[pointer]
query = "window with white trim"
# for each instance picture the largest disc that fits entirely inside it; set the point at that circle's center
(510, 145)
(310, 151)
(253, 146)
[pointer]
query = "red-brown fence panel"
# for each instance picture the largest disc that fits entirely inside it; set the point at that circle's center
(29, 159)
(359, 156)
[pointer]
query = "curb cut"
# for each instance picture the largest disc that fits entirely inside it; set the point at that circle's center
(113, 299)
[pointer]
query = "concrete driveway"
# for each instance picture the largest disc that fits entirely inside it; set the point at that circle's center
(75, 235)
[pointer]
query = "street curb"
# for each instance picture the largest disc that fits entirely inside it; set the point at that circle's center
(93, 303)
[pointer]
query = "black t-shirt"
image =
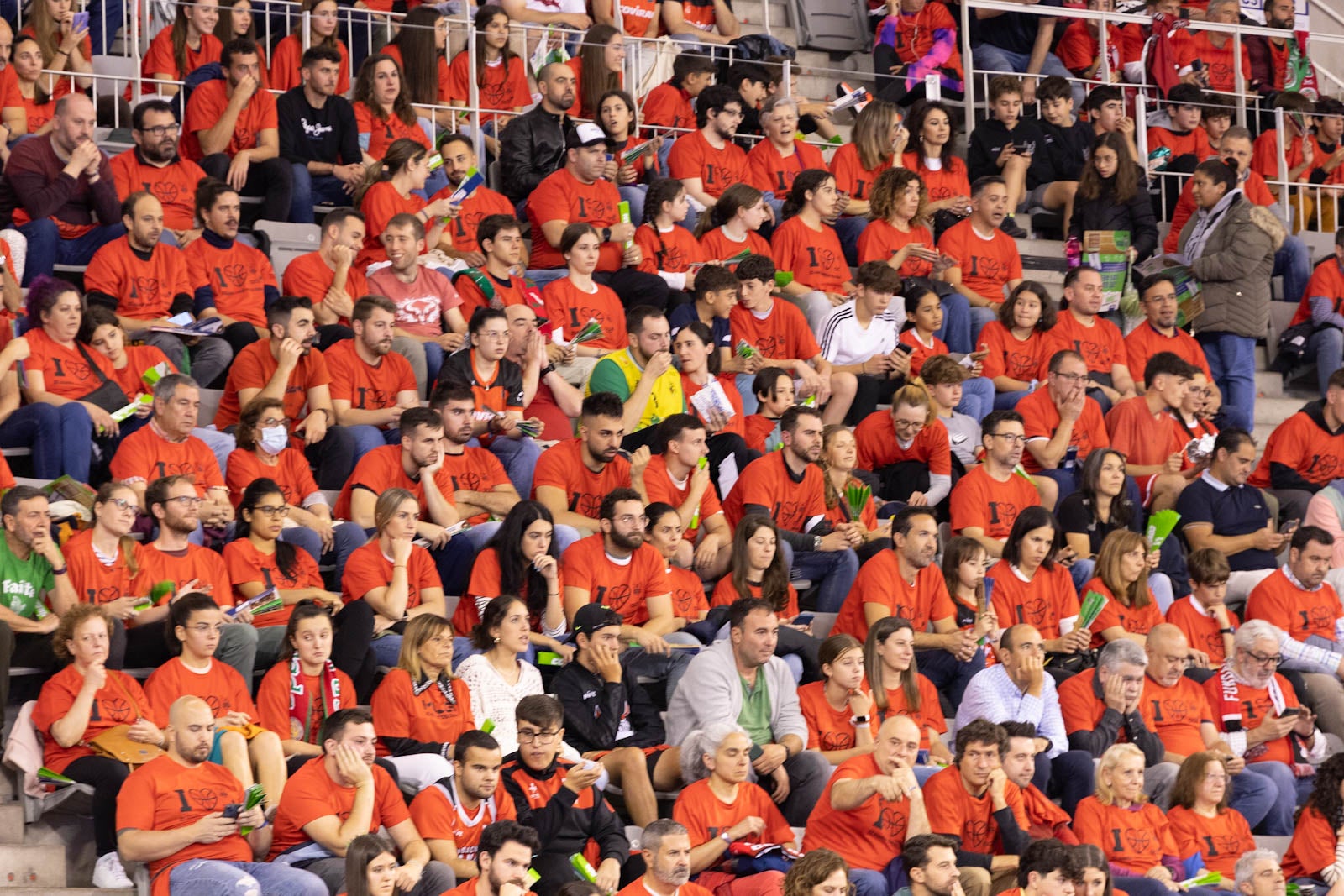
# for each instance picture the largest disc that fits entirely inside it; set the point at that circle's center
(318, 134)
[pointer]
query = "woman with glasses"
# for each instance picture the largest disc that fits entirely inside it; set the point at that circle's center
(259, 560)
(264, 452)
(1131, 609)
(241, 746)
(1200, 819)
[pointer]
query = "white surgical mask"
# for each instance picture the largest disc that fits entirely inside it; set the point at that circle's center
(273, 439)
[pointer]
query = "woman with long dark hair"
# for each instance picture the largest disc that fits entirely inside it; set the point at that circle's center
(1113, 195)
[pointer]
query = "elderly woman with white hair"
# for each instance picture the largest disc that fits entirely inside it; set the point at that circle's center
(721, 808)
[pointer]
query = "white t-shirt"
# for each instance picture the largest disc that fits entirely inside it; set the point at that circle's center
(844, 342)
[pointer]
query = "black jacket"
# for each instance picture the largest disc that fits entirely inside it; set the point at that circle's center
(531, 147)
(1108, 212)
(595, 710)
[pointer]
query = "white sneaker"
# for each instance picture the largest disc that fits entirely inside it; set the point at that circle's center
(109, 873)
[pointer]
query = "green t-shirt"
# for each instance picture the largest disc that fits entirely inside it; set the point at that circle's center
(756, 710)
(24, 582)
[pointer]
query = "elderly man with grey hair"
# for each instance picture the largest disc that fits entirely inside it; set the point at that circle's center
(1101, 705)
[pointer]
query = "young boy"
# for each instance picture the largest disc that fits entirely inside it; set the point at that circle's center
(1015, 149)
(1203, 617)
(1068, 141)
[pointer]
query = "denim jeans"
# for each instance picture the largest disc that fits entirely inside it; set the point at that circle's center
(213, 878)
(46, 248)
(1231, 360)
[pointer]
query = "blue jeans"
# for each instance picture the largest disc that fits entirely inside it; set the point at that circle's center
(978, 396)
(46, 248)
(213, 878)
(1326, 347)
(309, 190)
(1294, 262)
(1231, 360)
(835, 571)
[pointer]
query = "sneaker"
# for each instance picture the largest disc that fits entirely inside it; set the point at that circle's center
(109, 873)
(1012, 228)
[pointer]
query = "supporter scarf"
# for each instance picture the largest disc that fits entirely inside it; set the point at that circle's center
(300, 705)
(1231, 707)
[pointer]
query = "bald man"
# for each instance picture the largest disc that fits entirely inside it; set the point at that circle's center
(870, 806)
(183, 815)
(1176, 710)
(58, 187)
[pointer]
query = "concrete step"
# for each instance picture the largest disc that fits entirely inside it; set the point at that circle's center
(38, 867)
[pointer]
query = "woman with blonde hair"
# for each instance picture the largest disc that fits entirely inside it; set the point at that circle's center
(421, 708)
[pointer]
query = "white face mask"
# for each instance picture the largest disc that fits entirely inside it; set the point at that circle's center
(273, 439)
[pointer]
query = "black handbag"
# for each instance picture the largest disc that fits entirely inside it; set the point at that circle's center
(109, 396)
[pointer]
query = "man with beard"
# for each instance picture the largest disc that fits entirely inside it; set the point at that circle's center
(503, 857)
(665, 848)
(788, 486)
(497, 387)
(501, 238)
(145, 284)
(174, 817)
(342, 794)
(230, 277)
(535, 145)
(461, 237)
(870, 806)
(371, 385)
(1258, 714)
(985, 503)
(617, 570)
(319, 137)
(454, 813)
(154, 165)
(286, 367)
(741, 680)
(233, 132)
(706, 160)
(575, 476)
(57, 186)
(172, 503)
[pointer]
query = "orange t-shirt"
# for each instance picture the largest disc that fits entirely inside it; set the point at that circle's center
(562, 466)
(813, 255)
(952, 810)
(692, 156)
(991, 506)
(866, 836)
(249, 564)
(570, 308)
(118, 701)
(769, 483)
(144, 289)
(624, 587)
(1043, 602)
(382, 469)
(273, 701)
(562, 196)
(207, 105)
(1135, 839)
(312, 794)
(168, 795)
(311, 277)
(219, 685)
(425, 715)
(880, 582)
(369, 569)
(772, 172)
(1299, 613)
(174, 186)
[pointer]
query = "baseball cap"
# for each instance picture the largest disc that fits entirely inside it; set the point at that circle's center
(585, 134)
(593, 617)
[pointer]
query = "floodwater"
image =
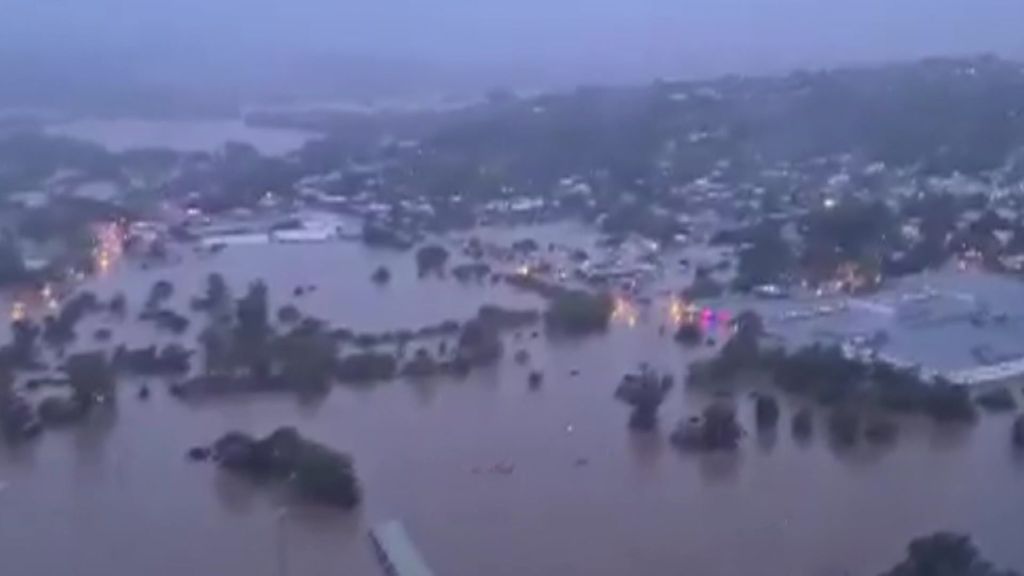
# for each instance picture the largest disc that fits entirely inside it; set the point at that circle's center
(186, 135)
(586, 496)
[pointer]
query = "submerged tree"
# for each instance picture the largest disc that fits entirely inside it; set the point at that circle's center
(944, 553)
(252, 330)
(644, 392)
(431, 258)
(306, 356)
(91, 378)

----

All of the records need to be reproduced exactly, with each picture omitted.

- _Response area_:
[pointer]
query = "window with white trim"
# for each instance picture the largest disc that fits entirely inside it; set the point at that circle's center
(510, 145)
(310, 151)
(253, 146)
[pointer]
query = "red-brown fence panel"
# for each instance picture the largest disc that fits entirely inside it; set the point at that circle's center
(29, 159)
(359, 156)
[pointer]
query = "curb cut"
# for each instance picture the largest disc that fits entirely inside it; set the point at that circle's center
(113, 299)
[pointer]
query = "concrete driveway"
# for each instance picture the largest disc that fits entirely inside it; set the point at that circle's center
(75, 235)
[pointer]
query = "street curb"
# for each instance picture the largest disc that fits entirely inside it; set the point at that circle's center
(93, 303)
[pointer]
query = "black t-shirt"
image =
# for each instance picture the largest disc that fits entirely inside it; set the point at that circle's center
(318, 134)
[pointer]
query = "woman with glasses"
# for each instance picture the largest disc that fits entirely inside it; set the point at that circle's center
(259, 560)
(264, 452)
(1131, 609)
(241, 746)
(1200, 819)
[pointer]
query = "white surgical mask"
# for each instance picture the largest disc that fits entirely inside it; set the point at that circle's center
(273, 439)
[pointer]
query = "woman with long dark hair"
# for each instance picture the largest disc that fits entirely inside it; set the point at that circle's center
(1113, 195)
[pointer]
query = "elderly woman with white hair"
# for each instance picture the largest disc that fits entirely inside it; set the point at that circle's center
(721, 808)
[pointer]
query = "white t-shirt"
# for each instance picture the largest disc that fits entirely inside it; set the point at that circle's center
(844, 342)
[pointer]
query = "black jacket"
# for each instance picture the largest disc that fits entirely inside it; set the point at that circle's center
(531, 147)
(1108, 212)
(595, 710)
[pointer]
query = "white sneaker"
# for each instance picture the largest disc that fits entirely inside it; set the point at that circle's center
(109, 873)
[pointer]
query = "green t-shirt"
# for each instance picture the largest disc that fits entirely inside it; set the point at that circle's center
(756, 710)
(24, 582)
[pointer]
query = "elderly man with grey hair"
# for each instance picture the largest disc that fits entirely inside it; set the point at that circle's center
(1101, 705)
[pointer]
query = "young boy"
# for each instance picture the largest disc that fits entirely inside it; set the point at that circle's center
(1015, 149)
(1203, 617)
(1068, 141)
[pointer]
query = "denim jeans"
# for each instance picture the largest disc that fits entirely inside it; set the point at that circle's center
(213, 878)
(46, 248)
(1231, 360)
[pointer]
query = "blue jeans"
# for each instance picture the largest disc that fits entirely inside it; set the point at that circle's center
(978, 396)
(46, 248)
(213, 878)
(1326, 347)
(309, 190)
(1294, 262)
(1231, 360)
(835, 571)
[pointer]
query = "sneaker"
# for each instance picture the largest disc that fits entirely inside it; set the point at that circle's center
(109, 873)
(1012, 228)
[pointer]
query = "supporter scarf"
# for each instance picture the largest disc that fits entirely inside it; set the point at that circle's center
(300, 705)
(1231, 707)
[pointer]
query = "bald man"
# for each instance picture the largest disc that fits entirely inside it; set the point at that circle's center
(870, 806)
(183, 815)
(1176, 710)
(58, 187)
[pointer]
query = "concrete step"
# for each instance picture the largest disc that fits entirely inside it; set the point at that circle's center
(38, 867)
[pointer]
query = "woman with blonde hair"
# for each instance picture the largest disc that fits entirely inside it; set the point at that circle's center
(421, 708)
[pointer]
query = "white face mask"
# for each instance picture the largest disc that fits entirely inside it; set the point at that circle's center
(273, 439)
[pointer]
query = "black handbag"
# for each instance picture the largest disc that fits entirely inside it; set the point at that circle's center
(109, 396)
[pointer]
query = "man with beard"
# for each instance picture the largest disc that fits entirely inside it; set the point at that circle's center
(503, 857)
(665, 848)
(788, 486)
(497, 387)
(501, 238)
(145, 284)
(174, 817)
(342, 794)
(230, 277)
(535, 145)
(461, 237)
(870, 806)
(371, 385)
(1258, 714)
(985, 503)
(617, 570)
(319, 137)
(454, 813)
(154, 165)
(286, 367)
(741, 680)
(233, 132)
(706, 160)
(575, 476)
(57, 186)
(172, 503)
[pointer]
query = "orange t-shirt"
# for each instance picture the largest disc that fits entirely inside it; set the point at that circle's center
(562, 466)
(813, 255)
(952, 810)
(692, 156)
(991, 506)
(866, 836)
(249, 564)
(570, 308)
(118, 701)
(769, 483)
(144, 289)
(624, 587)
(1043, 602)
(382, 469)
(273, 701)
(562, 196)
(207, 105)
(1135, 839)
(312, 794)
(168, 795)
(311, 277)
(219, 685)
(425, 715)
(880, 582)
(369, 569)
(772, 172)
(1299, 613)
(174, 186)
[pointer]
query = "baseball cap"
# for each instance picture the largest disc that fits entirely inside it; set the point at that circle's center
(585, 134)
(593, 617)
[pointer]
query = "floodwater"
image =
# for each instance picture the largest disc that fits entirely inside it; set the point at that circle's center
(186, 135)
(586, 496)
[pointer]
query = "submerged tree"
# for each instance picture the largest disc that fits entirely inside it; set the point at that circle's center
(944, 553)
(252, 330)
(644, 392)
(431, 258)
(306, 356)
(91, 378)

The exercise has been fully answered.